__SUPPLIED PASSAGE__.
Start

In [2]:
from fastapi import FastAPI
from pydantic import BaseModel
from transformers import AutoTokenizer, AutoModelForCausalLM
import torch
import time

model_path = "./mistral-combined-finetuned-weights"

tokenizer = AutoTokenizer.from_pretrained(model_path, local_files_only=True)
model = AutoModelForCausalLM.from_pretrained(
    model_path,
    torch_dtype=torch.float16,
    device_map="auto",
    local_files_only=True
)
model.eval()

# Initialize FastAPI
app = FastAPI(title="Financial Risk Analysis API")

# Define request schema
class AnalysisRequest(BaseModel):
    input_text: str
    max_new_tokens: int = 512
    temperature: float = 0.7
    top_p: float = 0.95

# Define your inference function
def generate_analysis(input_data: str, max_new_tokens=512, temperature=0.7, top_p=0.95):
    prompt = (
        "You are an expert financial risk analyst. Analyze the provided text for financial risks, "
        "and output a structured assessment in JSON format including risk detection, specific risk flags, "
        "financial exposure details, and analysis notes. "
        f"{input_data}"
    )

    inputs = tokenizer(prompt, return_tensors="pt").to(model.device)

    with torch.no_grad():
        start = time.time()
        outputs = model.generate(
            **inputs,
            max_new_tokens=max_new_tokens,
            do_sample=True,
            temperature=temperature,
            top_p=top_p,
            pad_token_id=tokenizer.eos_token_id
        )
        end = time.time()

    result = tokenizer.decode(outputs[0], skip_special_tokens=True)
    print(f"\n⏱️ Generation time: {end - start:.2f} seconds")

End

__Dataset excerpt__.
Start

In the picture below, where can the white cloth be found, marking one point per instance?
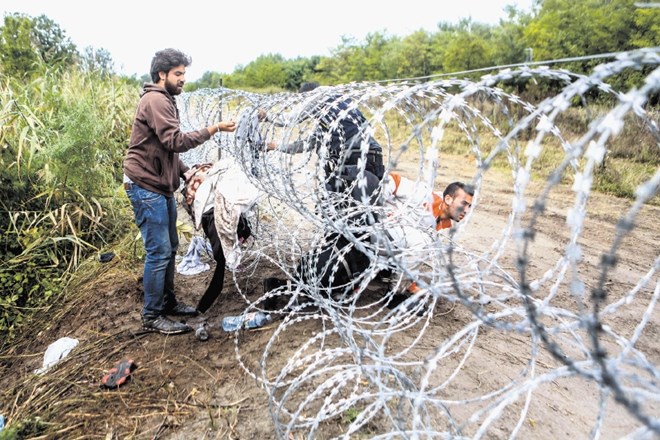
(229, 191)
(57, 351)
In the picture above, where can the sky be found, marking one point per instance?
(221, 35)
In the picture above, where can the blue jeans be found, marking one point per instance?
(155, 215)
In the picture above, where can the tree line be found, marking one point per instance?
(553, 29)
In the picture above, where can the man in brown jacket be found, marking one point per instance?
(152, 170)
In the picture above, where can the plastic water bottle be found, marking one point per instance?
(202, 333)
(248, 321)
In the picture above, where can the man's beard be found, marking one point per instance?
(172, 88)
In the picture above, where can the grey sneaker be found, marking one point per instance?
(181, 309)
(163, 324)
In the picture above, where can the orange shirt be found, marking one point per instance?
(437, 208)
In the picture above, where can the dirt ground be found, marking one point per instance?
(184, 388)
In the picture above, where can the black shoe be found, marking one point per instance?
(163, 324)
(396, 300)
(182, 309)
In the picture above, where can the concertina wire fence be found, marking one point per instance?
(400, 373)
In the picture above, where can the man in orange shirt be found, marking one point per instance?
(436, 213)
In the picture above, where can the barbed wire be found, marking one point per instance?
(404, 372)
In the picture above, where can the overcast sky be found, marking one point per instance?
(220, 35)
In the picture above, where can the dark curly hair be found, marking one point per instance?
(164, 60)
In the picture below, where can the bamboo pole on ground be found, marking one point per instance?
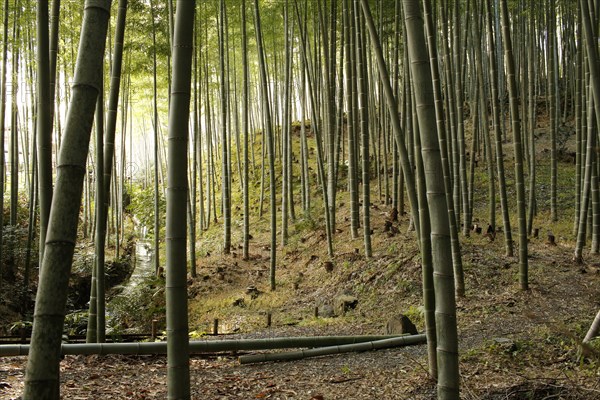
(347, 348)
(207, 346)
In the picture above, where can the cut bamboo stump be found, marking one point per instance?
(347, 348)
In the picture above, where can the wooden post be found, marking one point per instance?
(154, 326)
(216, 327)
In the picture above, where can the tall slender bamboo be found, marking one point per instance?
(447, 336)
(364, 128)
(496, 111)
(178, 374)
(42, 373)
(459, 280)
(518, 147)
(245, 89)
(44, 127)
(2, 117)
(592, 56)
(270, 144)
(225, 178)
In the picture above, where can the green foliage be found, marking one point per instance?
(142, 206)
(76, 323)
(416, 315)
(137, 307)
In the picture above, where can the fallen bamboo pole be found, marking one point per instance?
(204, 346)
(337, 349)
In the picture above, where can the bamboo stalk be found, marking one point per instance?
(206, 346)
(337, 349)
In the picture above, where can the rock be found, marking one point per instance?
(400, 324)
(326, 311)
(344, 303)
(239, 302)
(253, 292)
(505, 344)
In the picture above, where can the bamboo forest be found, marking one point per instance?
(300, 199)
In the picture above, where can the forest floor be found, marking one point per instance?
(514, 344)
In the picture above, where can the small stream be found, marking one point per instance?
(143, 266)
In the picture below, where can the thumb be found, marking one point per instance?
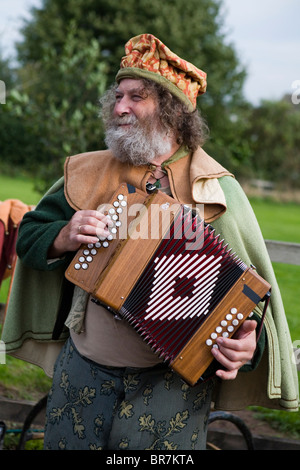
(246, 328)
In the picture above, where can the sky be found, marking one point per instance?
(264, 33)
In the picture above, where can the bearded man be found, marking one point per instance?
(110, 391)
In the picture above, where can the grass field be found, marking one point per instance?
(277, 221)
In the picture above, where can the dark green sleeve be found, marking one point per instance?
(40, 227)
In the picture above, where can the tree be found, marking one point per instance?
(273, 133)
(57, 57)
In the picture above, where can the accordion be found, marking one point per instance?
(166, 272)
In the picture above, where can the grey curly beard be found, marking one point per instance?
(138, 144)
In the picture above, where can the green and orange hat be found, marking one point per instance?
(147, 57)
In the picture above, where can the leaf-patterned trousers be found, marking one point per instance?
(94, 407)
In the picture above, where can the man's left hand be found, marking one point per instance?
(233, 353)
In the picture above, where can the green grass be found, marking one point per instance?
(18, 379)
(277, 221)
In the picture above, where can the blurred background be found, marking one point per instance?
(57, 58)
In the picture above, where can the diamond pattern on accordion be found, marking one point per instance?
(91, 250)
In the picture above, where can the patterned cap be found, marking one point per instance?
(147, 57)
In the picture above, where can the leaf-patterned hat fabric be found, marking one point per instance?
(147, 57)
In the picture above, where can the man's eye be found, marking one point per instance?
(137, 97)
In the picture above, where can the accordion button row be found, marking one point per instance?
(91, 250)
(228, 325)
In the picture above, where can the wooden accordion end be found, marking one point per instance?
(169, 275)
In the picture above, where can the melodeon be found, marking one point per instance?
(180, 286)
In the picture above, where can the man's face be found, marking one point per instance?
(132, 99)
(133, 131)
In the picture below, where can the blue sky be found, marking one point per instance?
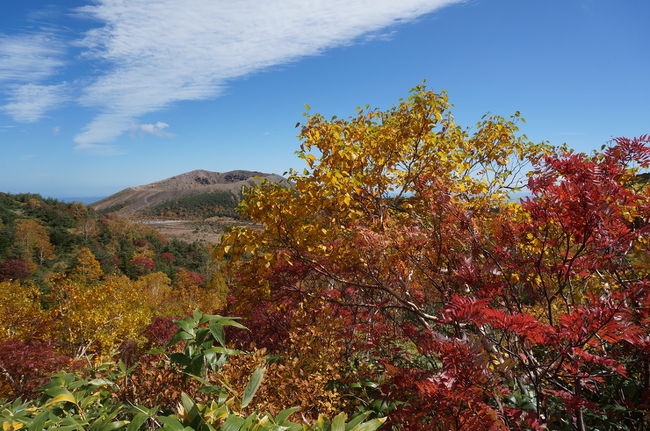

End

__DIRECTIVE__.
Answer these questions about the model-serving code, one answer per line:
1. What title is given to the FastAPI app?
2. What default value does `temperature` have in `AnalysisRequest`?
3. Which `torch_dtype` is the model loaded with?
None of the items are needed.

__SOLUTION FOR THIS EXERCISE__.
1. Financial Risk Analysis API
2. 0.7
3. torch.float16